╭─ TEXTO DE LEITURA
O objetivo fundamental deste artigo é abordar sob uma perspectiva de gênero a dinâmica entre heteronormatividade, como padronização simbólica do patriarcado, e os processos de luta por identidade, pautados pelos movimentos sociais, tratando essas noções como conceitos históricos. Para tanto, cumpre tratar especificamente dos seguintes pontos, a normalidade da epistemologia masculina tomada sob uma ótica da naturalidade biológica, a consequente relevância para a pesquisa em história da teorização de gênero como categoria de análise histórico-linguística e, por fim, a relação da luta por identidade e a necessidade da crítica radical às moralidades excludentes, isto é, binárias.

1. HISTÓRIA E HETERONORMATIVIDADE

A construção da normatividade se constitui num processo de disputa pela elaboração de conhecimentos travado mediante à invisibilidade do cotidiano ordinário, reificando-se padrões e esquemas tomados desde os interesses que determinados grupos sociais concebem como apropriados à manutenção de seus privilégios (LUKÁCS,1974). É nesse aspecto que se faz necessário resgatar os conhecimentos e os saberes que foram negados ao corpo feminino, pois é justamente no negar o espaço formal de sociabilização, no qual as mulheres resistiram, e resistem, e dessa forma desenvolveram, e desenvolvem, constituindo saberes subterrâneos à lógica acadêmica e eurocêntrica aplicada aos mais distintos espaços formais da sociedade.

O conhecimento científico e acadêmico sempre foi relutante à presença das mulheres. Um saber que despreza a contribuição das mulheres não é apenas um conhecimento limitado e parcial, mas um conhecimento que mantém um caráter excludente. A caracterização acerca da construção dos saberes das mulheres se deriva da contramão do saber sistematizado, validado e inteligível, masculinamente racionalizado. Isso decorre da negação do lugar político e público do corpo feminino, sendo a ele permitido apenas o espaço privado e não o público, condicionando-o às normas de moralidade impostas pelo domínio do patriarcado (BOURDIEU, 2014). A negação dos direitos sociais e políticos das mulheres acarretam numa construção do saber cultural hegemônico que nega e priva as experiências e os valores femininos na construção coletiva e conscienciosa dos saberes, ainda que a parte importante do saber das mulheres seja incorporado sub-repticiamente, como é o caso do cuidado da saúde e da gestão econômica das famílias, entre outras esferas (ESTEVES, 1989). Ou seja, a metodologia, bem como o conteúdo dos processos formais de sociabilização e educação, ocasiona envolturas à cultura do patriarcado que busca manter e articular a lógica da sociedade da mercadoria, encobrindo a contribuição efetiva das mulheres, autorizada ou não.
╰─
A FAZER ->
a – Segundo o texto sobre gênero e heteronormatividade, por que a construção dos saberes das mulheres se situa na contramão do saber sistematizado e masculinamente racionalizado? Responda em uma a três frases.
b – Edite o trecho do texto sobre gênero e heteronormatividade que começa nas palavras "1. HISTÓRIA E" e termina após "formais da sociedade.", substituindo "grupos sociais" por "segmentos sociais".
c – Prossiga o texto sobre gênero e heteronormatividade a partir do ponto em que ele se encerra.
╭─ DADOS FORNECIDOS
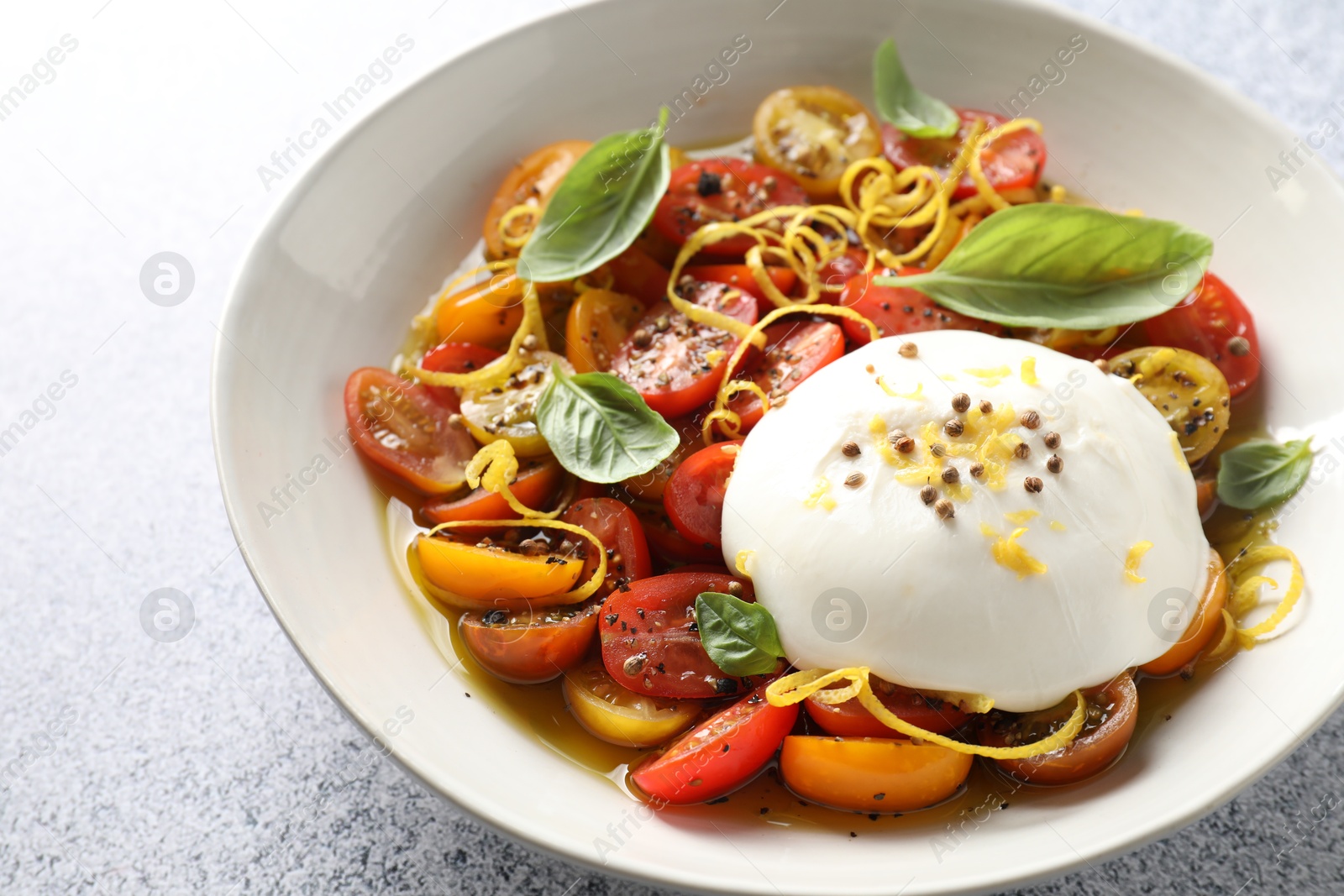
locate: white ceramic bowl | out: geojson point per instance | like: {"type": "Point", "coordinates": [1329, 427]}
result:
{"type": "Point", "coordinates": [387, 211]}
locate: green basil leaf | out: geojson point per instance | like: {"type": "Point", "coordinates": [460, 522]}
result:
{"type": "Point", "coordinates": [1261, 472]}
{"type": "Point", "coordinates": [905, 105]}
{"type": "Point", "coordinates": [738, 636]}
{"type": "Point", "coordinates": [1050, 265]}
{"type": "Point", "coordinates": [600, 429]}
{"type": "Point", "coordinates": [601, 207]}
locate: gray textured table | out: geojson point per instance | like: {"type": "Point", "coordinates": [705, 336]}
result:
{"type": "Point", "coordinates": [217, 763]}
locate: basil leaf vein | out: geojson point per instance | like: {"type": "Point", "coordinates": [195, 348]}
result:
{"type": "Point", "coordinates": [905, 105]}
{"type": "Point", "coordinates": [738, 636]}
{"type": "Point", "coordinates": [1258, 473]}
{"type": "Point", "coordinates": [600, 429]}
{"type": "Point", "coordinates": [601, 206]}
{"type": "Point", "coordinates": [1050, 265]}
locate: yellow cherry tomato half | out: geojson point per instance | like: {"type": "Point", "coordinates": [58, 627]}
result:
{"type": "Point", "coordinates": [495, 574]}
{"type": "Point", "coordinates": [484, 313]}
{"type": "Point", "coordinates": [871, 774]}
{"type": "Point", "coordinates": [620, 716]}
{"type": "Point", "coordinates": [598, 322]}
{"type": "Point", "coordinates": [815, 134]}
{"type": "Point", "coordinates": [508, 411]}
{"type": "Point", "coordinates": [530, 183]}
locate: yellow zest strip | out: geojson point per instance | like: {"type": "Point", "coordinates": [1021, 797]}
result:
{"type": "Point", "coordinates": [1133, 559]}
{"type": "Point", "coordinates": [978, 172]}
{"type": "Point", "coordinates": [1247, 589]}
{"type": "Point", "coordinates": [813, 683]}
{"type": "Point", "coordinates": [1028, 371]}
{"type": "Point", "coordinates": [729, 421]}
{"type": "Point", "coordinates": [582, 591]}
{"type": "Point", "coordinates": [514, 214]}
{"type": "Point", "coordinates": [495, 466]}
{"type": "Point", "coordinates": [501, 367]}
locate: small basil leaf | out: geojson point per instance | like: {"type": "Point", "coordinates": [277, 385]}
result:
{"type": "Point", "coordinates": [905, 105]}
{"type": "Point", "coordinates": [601, 206]}
{"type": "Point", "coordinates": [600, 429]}
{"type": "Point", "coordinates": [1048, 265]}
{"type": "Point", "coordinates": [738, 636]}
{"type": "Point", "coordinates": [1261, 472]}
╰─
RESPOSTAS ESCRITAS ->
a – Isso decorre da negação do lugar político e público do corpo feminino, ao qual se permite apenas o espaço privado, e não o público. Com isso, esse corpo fica condicionado às normas de moralidade impostas pelo domínio do patriarcado.

b –
1. HISTÓRIA E HETERONORMATIVIDADE

A construção da normatividade se constitui num processo de disputa pela elaboração de conhecimentos travado mediante à invisibilidade do cotidiano ordinário, reificando-se padrões e esquemas tomados desde os interesses que determinados segmentos sociais concebem como apropriados à manutenção de seus privilégios (LUKÁCS,1974). É nesse aspecto que se faz necessário resgatar os conhecimentos e os saberes que foram negados ao corpo feminino, pois é justamente no negar o espaço formal de sociabilização, no qual as mulheres resistiram, e resistem, e dessa forma desenvolveram, e desenvolvem, constituindo saberes subterrâneos à lógica acadêmica e eurocêntrica aplicada aos mais distintos espaços formais da sociedade.

c –
Evidentemente, o poder de construir conteúdos e saberes ficou atrelado ao padrão étnico, classista e sexual dominante, a saber, à pessoa branca, privilegiada e do sexo e identidade masculina, criando o que se convencionou designar por heteronormatividade; os valores reificados do homem ocidental de tradição judaico-cristã e islâmica. Dessa forma, com “pouca” história escrita pelas mulheres, ao longo do tempo, o conhecimento passou a ser totalmente controlado pelos homens. Para a análise de estudiosas feministas, conhecimento e educação são dois lados da mesma moeda, e desse modo, cabe um processo complexo de ruptura do padrão dominante estabelecido na busca por outros mecanismos de produção e sistematização dos conhecimentos, fundamentalmente aqueles relacionados à produção da história (GONÇALVES, 2006).

Distinguindo-se da categoria mulher ou mulheres, a noção de gênero encontrou na última década uma aplicação teórica mais abrangente a respeito das relações sociais mediadas pela linguagem (PEDRO, 2011).  No sentido da análise de gênero, a produção historiográfica pelo viés da heteronormatividade produziria diferenças sexuais categoriais de poder social, dando aos homens o protagonismo do fazer história. Isso significa que a própria produção de poder estabelecida na sociedade entre os gêneros resultaria da reificação de relações assimétricas historicamente construídas. Portanto, teoriza Scott, “[…] gênero é um elemento constitutivo de relações sociais fundadas sobre as diferenças percebidas entre os sexos e o gênero é um primeiro modo de dar significado às relações de poder” (SCOTT, 1990). A noção de gênero como categoria de análise permite descontruir as teorias a respeito da naturalidade das relações sociais entre mulheres e homens, entre mulheres e mulheres e entre homens e homens, além de integrar em seu campo de análise as disforias de gênero.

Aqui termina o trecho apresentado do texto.